*WORK INSTRUCTION*
Your answer should be the entries below, reproduced character for character.

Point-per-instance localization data
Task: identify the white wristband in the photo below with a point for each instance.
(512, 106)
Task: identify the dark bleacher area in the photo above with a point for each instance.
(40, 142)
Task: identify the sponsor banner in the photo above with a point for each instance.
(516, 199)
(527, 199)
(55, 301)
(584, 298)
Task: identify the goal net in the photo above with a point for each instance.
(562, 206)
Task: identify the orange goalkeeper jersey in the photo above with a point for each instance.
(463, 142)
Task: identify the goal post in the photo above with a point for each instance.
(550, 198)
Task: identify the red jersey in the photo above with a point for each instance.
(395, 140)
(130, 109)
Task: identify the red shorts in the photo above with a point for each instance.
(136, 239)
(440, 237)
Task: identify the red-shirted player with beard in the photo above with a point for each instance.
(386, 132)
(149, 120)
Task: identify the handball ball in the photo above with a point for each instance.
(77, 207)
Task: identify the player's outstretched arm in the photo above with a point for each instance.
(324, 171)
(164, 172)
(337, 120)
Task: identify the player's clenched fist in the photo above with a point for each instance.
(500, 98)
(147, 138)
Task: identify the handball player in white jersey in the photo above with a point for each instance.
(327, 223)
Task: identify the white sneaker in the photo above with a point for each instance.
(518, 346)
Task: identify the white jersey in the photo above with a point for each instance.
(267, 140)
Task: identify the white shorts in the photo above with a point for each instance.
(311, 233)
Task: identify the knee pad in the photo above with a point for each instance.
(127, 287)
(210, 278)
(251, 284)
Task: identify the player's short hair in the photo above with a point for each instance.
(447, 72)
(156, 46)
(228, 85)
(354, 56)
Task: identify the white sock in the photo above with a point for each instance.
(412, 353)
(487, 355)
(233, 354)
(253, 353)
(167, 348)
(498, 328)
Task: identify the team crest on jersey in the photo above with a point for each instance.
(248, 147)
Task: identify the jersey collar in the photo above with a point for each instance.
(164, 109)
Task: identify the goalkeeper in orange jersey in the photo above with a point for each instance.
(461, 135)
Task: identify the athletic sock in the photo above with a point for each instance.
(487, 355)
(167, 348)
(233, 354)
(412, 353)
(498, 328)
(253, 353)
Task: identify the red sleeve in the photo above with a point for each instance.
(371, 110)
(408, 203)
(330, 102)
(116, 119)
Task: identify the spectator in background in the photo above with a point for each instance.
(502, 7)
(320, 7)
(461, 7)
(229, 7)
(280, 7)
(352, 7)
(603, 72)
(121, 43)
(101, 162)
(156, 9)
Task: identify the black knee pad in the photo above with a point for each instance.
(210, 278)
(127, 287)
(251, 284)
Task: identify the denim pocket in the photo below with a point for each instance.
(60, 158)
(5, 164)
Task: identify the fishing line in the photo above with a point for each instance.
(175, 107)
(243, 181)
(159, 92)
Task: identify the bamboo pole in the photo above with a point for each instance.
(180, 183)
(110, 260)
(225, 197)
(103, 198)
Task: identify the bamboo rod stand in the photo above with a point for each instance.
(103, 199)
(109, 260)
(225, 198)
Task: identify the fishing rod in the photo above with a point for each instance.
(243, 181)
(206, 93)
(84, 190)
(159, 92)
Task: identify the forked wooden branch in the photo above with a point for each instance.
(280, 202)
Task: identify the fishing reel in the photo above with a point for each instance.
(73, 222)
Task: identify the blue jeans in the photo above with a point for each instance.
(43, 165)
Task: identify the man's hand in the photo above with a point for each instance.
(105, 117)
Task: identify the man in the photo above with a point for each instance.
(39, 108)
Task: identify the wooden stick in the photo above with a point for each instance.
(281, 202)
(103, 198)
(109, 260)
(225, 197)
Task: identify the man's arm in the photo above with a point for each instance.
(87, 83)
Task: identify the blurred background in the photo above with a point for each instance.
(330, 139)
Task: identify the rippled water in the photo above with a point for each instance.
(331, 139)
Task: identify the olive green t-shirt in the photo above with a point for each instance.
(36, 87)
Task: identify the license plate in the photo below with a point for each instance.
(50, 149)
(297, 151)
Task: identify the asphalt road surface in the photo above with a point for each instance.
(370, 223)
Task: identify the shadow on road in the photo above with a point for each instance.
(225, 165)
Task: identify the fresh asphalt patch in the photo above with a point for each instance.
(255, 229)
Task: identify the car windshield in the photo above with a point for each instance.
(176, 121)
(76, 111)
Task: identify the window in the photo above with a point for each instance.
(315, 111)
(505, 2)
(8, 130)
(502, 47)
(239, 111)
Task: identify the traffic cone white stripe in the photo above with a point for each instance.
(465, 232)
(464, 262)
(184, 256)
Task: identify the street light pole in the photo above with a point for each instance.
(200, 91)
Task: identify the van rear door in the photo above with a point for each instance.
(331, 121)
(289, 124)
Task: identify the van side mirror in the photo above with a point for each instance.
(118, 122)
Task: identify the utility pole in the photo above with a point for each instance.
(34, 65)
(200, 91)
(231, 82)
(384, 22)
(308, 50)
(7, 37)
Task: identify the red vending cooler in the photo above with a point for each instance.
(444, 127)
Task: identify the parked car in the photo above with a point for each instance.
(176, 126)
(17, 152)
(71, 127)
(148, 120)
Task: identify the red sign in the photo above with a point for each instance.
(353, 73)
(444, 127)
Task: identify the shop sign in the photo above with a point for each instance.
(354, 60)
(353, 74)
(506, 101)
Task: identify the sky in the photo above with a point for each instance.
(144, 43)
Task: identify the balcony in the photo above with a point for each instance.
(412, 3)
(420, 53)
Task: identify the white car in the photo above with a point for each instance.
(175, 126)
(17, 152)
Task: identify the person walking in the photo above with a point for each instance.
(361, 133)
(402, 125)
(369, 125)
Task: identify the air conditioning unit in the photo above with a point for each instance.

*FINAL ANSWER*
Task: identify the white wristband in the photo below with a point for each instance.
(512, 106)
Task: identify the dark bleacher area in the photo above with a point for each instance.
(40, 142)
Task: identify the sponsor banner in the photo above with a point for each instance.
(516, 199)
(527, 199)
(55, 301)
(584, 298)
Task: identify the goal net in the photo above with a point for each instance.
(562, 206)
Task: identify the orange goalkeeper jersey in the photo above with a point for each instance.
(463, 142)
Task: identify the goal post in the photo above with a point for each instance.
(550, 198)
Task: identify the red jersey in the photo above with a point for each instance.
(395, 140)
(130, 109)
Task: identify the red shorts in the photo above with a point for each instance.
(136, 239)
(440, 237)
Task: identify the red-shirted player with beard in the photo above with a point for each instance.
(386, 132)
(149, 120)
Task: identify the handball ball in the photo above with a point for each instance.
(77, 207)
Task: identify the player's outstretched arm in the photo above with a point for each instance.
(324, 171)
(164, 172)
(337, 120)
Task: identify the player's clenched fist in the photo above with a point for each instance.
(500, 98)
(147, 138)
Task: identify the handball player in white jersey in the photo above with a point for each instance.
(327, 223)
Task: identify the white sneaker in the photo above with a point for each instance.
(518, 346)
Task: identify the white jersey in the photo above with a point for each instance.
(267, 140)
Task: identify the white shorts in the photo above with a point for each instance.
(311, 233)
Task: identify the knee pad in the photo above with a point for each instance.
(127, 287)
(210, 278)
(251, 284)
Task: identify the player's short hair in the photo above with a point for each instance.
(447, 72)
(156, 46)
(228, 85)
(354, 56)
Task: identify the white sock in the photo above with a point for each instance.
(412, 353)
(487, 355)
(233, 354)
(253, 353)
(167, 348)
(498, 328)
Task: identify the team crest on jersey in the photo above with a point for each instance.
(248, 147)
Task: identify the jersey collar in the photo above with a point for each instance.
(164, 109)
Task: identify the goalkeeper in orange jersey in the photo above with a point for each instance.
(461, 135)
Task: identify the athletic sock in the photo above with a point for each instance.
(487, 355)
(167, 348)
(233, 354)
(412, 353)
(498, 328)
(253, 353)
Task: identify the red sleeve in the photo above with a point for each instance.
(371, 110)
(408, 203)
(330, 102)
(116, 119)
Task: identify the spectator in background in the photo above with a point for each instance.
(502, 7)
(320, 7)
(461, 7)
(229, 7)
(280, 7)
(352, 7)
(603, 72)
(121, 43)
(101, 162)
(156, 9)
Task: identify the black knee pad in the photo above with a point for each instance.
(210, 278)
(127, 287)
(251, 284)
Task: identify the denim pocket in the photo below with a point for each instance.
(60, 158)
(5, 164)
Task: identify the fishing line in the photo above with a point for each instance.
(175, 107)
(243, 181)
(159, 92)
Task: identify the bamboo pole in the photo above with a point for each instance.
(180, 183)
(110, 260)
(225, 197)
(103, 198)
Task: identify the bamboo rod stand in the photo above with a point for each instance.
(103, 199)
(109, 260)
(225, 198)
Task: identify the fishing rod in the photo above with a point for each instance.
(243, 181)
(206, 93)
(84, 190)
(159, 92)
Task: identify the forked wooden branch in the photo above with a point for each instance.
(280, 202)
Task: identify the fishing reel in the photo above with a point for each instance.
(73, 222)
Task: identify the blue jeans in the photo above with a point for each instance.
(43, 165)
Task: identify the man's hand in the photo above with a point for each instance.
(105, 117)
Task: identify the man in the photo above with a point for each instance.
(39, 108)
Task: identify the wooden stick in the photo above with a point for each instance.
(281, 202)
(103, 198)
(109, 260)
(225, 197)
Task: identify the man's arm in the photo above with a point for each instance.
(87, 83)
Task: identify the blurred background in the photo above with a point for each instance.
(330, 139)
Task: identify the rippled water in the photo above with a point for each instance.
(331, 139)
Task: identify the olive green t-shirt in the photo above with a point for each instance.
(36, 87)
Task: identify the license plate in the photo below with a point for each instance.
(50, 149)
(297, 151)
Task: identify the asphalt road surface in the photo above with a point for each instance.
(370, 223)
Task: identify the shadow on road in the photo above with a point for each instance.
(225, 165)
Task: identify the fresh asphalt patch in the photo above with a point for each instance.
(255, 229)
Task: identify the car windshield in the photo above with a point for each instance.
(176, 121)
(76, 111)
Task: identify the window in the photo above with a point for each instance.
(315, 111)
(505, 2)
(8, 130)
(502, 47)
(239, 111)
Task: identify the traffic cone white stripe in the photo above with a point for each instance.
(465, 232)
(464, 262)
(184, 256)
Task: identify the street light pole in the photo above with a point for each instance.
(200, 91)
Task: identify the van rear door in the photo above with a point for each instance.
(331, 121)
(289, 124)
Task: identify the van side mirror in the photo above with a point for each instance.
(118, 122)
Task: identify the utility pole in the photo above with a point for each instance.
(34, 65)
(200, 91)
(231, 82)
(384, 22)
(308, 50)
(7, 37)
Task: identify the red vending cooler in the photo above with a point for each instance.
(444, 127)
Task: identify the parked car in the photo above with a point for each instance.
(176, 126)
(17, 152)
(71, 127)
(148, 120)
Task: identify the red sign in the photo above with a point for each instance.
(353, 73)
(444, 127)
Task: identify the shop sign in the photo above with a point for each instance.
(354, 60)
(353, 74)
(506, 101)
Task: identify the sky in the photo above with a point for each instance.
(144, 43)
Task: identify the balcony in the photo above with a point for each instance.
(412, 3)
(420, 53)
Task: identify the white car in the photo above with a point for each instance.
(175, 126)
(17, 152)
Task: identify the person walking in the photo above with a point for each instance.
(361, 133)
(402, 125)
(369, 125)
Task: identify the air conditioning unit in the photo above with a point for each instance.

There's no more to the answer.